## BEGIN SUPPLIED DATA

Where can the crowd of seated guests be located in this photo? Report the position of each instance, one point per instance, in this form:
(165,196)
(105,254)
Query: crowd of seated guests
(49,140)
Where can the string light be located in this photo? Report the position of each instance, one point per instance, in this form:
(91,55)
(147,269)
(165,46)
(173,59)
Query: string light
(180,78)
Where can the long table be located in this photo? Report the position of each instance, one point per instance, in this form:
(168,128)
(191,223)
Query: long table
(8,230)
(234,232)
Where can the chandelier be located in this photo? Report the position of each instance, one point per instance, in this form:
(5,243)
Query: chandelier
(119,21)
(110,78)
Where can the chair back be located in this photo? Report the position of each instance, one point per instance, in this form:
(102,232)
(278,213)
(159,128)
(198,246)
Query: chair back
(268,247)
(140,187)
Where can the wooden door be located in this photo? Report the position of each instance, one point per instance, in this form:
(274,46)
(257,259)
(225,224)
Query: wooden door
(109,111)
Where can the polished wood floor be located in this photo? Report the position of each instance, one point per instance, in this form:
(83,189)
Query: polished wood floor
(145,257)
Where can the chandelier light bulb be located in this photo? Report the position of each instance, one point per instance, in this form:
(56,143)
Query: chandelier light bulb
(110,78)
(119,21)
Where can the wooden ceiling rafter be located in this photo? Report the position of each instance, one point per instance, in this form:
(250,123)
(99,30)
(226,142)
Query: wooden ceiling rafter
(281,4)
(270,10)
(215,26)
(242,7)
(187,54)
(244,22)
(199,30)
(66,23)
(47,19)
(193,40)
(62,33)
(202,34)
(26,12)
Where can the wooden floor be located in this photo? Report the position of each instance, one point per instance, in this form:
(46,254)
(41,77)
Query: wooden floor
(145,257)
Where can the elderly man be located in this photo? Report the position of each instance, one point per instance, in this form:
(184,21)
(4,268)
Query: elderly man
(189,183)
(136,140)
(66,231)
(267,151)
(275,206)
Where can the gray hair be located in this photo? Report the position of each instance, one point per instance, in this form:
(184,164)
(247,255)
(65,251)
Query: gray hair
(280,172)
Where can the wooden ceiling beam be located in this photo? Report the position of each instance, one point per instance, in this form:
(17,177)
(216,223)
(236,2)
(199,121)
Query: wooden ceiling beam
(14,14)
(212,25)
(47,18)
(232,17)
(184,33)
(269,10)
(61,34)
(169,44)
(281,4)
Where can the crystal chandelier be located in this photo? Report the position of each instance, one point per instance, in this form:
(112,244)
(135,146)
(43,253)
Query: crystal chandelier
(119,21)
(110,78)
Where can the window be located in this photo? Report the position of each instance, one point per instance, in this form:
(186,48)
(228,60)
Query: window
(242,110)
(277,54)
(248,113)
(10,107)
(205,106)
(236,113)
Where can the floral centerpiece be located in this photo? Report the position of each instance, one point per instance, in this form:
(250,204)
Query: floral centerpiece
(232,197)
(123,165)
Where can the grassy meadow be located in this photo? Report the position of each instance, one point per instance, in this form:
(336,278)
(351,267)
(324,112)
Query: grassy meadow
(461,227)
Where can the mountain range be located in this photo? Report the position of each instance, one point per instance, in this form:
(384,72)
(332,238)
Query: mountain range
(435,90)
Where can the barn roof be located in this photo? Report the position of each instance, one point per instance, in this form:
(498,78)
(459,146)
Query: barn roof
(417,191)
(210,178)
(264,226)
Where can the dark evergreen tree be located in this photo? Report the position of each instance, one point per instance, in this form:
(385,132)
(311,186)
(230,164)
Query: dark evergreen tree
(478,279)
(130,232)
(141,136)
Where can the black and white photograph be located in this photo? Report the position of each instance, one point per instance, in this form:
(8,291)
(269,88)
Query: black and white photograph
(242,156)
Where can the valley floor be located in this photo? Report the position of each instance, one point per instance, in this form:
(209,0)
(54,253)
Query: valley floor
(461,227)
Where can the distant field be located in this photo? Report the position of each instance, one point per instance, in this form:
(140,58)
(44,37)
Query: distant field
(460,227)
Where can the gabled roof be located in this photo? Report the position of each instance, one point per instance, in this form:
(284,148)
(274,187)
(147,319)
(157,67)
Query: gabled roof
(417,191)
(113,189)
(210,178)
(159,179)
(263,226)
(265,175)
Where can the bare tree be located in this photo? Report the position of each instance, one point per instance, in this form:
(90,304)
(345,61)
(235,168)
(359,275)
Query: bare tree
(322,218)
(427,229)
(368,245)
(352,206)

## END SUPPLIED DATA

Reproduce word for word the stretch of the items above from the line containing "Where can the valley" through the end of the items.

Where can the valley floor be located in this photo? Report the position of each instance, one point per instance, in this form:
(209,0)
(54,253)
Query: valley floor
(461,227)
Where can the distant field be located in this photo? Report the position of each instance, one point per instance, in this form:
(140,58)
(44,37)
Query: distant field
(460,227)
Where can the gabled roof be located in this photo? Report the position of each instance, one point per instance, in this form:
(284,148)
(274,187)
(147,319)
(157,67)
Query: gabled roof
(417,191)
(113,189)
(210,178)
(159,179)
(263,226)
(265,175)
Where can the bare tree be located in this photo? Report the position of each instance, one point per instance, in this form:
(90,304)
(345,61)
(235,168)
(359,275)
Query: bare tree
(322,218)
(427,229)
(368,245)
(352,206)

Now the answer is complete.